Plongée dans l’archéologie expérimentale (1/2)

Un petit tour dans l’Histoire au cœur des techniques de construction médiévales et de l’archéologie expérimentale, ça vous dit ?
Cela faisait un sérieux moment que j’étais tentée par une visite sur le site de Guédelon. Ainsi en juillet 2019, une promenade culturelle, en famille, sur ce chantier impressionnant a stimulé tous nos sens et nos neurones ! Pour le visiteur, quel qu’il soit, c’est une sacrée belle plongée dans l’Histoire qui est proposée grâce à cet énorme chantier scientifique et pédagogique, démarré en 1997 et ceux qui le font vivre.

Construction du Château de Guédelon : à la découverte des techniques médiévales !

Guédelon en 5 questions
C’est quoi ?
Il s’agit d’un château fort qui porte le nom de Château de Guédelon en cours de construction. Mais la construction est particulière car elle repose uniquement sur des techniques, des ressources et des moyens mis en oeuvre au Moyen-âge (plus précisément du XIIIe siècle). C’est plus exactement un chantier d’archéologie expérimentale : les différents corps de métier travaillent comme on pense que cela se passait au Moyen-âge ! Il y a donc en amont et pendant toute l’étape de construction, un travail d’échange avec des scientifiques archéologues (l’INRAP).

Pourquoi ce nom ? Le chantier se situe en Bourgogne, dans l’Yonne et plus précisément dans la commune de Treigny. Mais la forêt qui entoure le chantier porte le nom de « Guédelon ».

Pourquoi ce site ?

Le choix s’est porté sur ce site, car de nombreuses ressources y sont présentes utiles pour la construction : la forêt de chênes pour le bois, les matériaux du sol (terre, pierres, sable, argiles, minéraux…). Nous sommes ici sur une carrière de grès ferrugineux, idéal pour fournir la matière première que sont les pierres du château. Mais encore faut-il acquérir le savoir-faire pour parvenir à associer et transformer efficacement ces matériaux !

Pourquoi un chantier dans de telles conditions ?

# [ENREGISTREMENTS FOURNIS]
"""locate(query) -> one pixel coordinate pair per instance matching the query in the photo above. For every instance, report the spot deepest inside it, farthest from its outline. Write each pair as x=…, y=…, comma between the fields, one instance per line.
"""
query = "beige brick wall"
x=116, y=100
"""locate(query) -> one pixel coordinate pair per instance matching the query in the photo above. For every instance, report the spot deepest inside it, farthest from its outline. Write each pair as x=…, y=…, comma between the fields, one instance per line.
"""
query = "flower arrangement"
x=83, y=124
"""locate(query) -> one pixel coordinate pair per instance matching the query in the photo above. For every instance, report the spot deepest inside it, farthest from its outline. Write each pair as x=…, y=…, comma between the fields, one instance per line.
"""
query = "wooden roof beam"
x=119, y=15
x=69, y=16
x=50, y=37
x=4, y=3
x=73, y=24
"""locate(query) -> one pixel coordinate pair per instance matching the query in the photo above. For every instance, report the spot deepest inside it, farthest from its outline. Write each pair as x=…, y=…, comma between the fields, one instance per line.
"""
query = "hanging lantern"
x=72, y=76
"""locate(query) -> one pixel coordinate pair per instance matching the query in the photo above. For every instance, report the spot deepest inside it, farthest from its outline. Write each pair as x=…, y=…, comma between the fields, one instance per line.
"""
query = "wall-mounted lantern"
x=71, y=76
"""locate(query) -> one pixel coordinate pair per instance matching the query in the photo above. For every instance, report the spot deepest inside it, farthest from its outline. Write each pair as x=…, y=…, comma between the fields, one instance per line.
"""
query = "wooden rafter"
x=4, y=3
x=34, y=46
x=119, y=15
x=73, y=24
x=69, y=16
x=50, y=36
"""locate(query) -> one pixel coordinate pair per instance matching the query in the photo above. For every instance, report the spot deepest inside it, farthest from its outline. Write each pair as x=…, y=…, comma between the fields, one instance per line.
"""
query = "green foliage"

# [À FAIRE]
1: Traduisez en anglais cette phrase de la page sur Guédelon : « Le chantier se situe en Bourgogne, dans l’Yonne et plus précisément dans la commune de Treigny. »
2: Filtrez les enregistrements en recopiant chaque ligne qui contient la chaîne « wall ». La casse compte.
Le texte et les enregistrements n'ont aucun lien entre eux.

# [SOLUTIONS DÉTAILLÉES]
1: The site is located in Burgundy, in the Yonne, and more precisely in the commune of Treigny.

2:
query = "beige brick wall"
query = "wall-mounted lantern"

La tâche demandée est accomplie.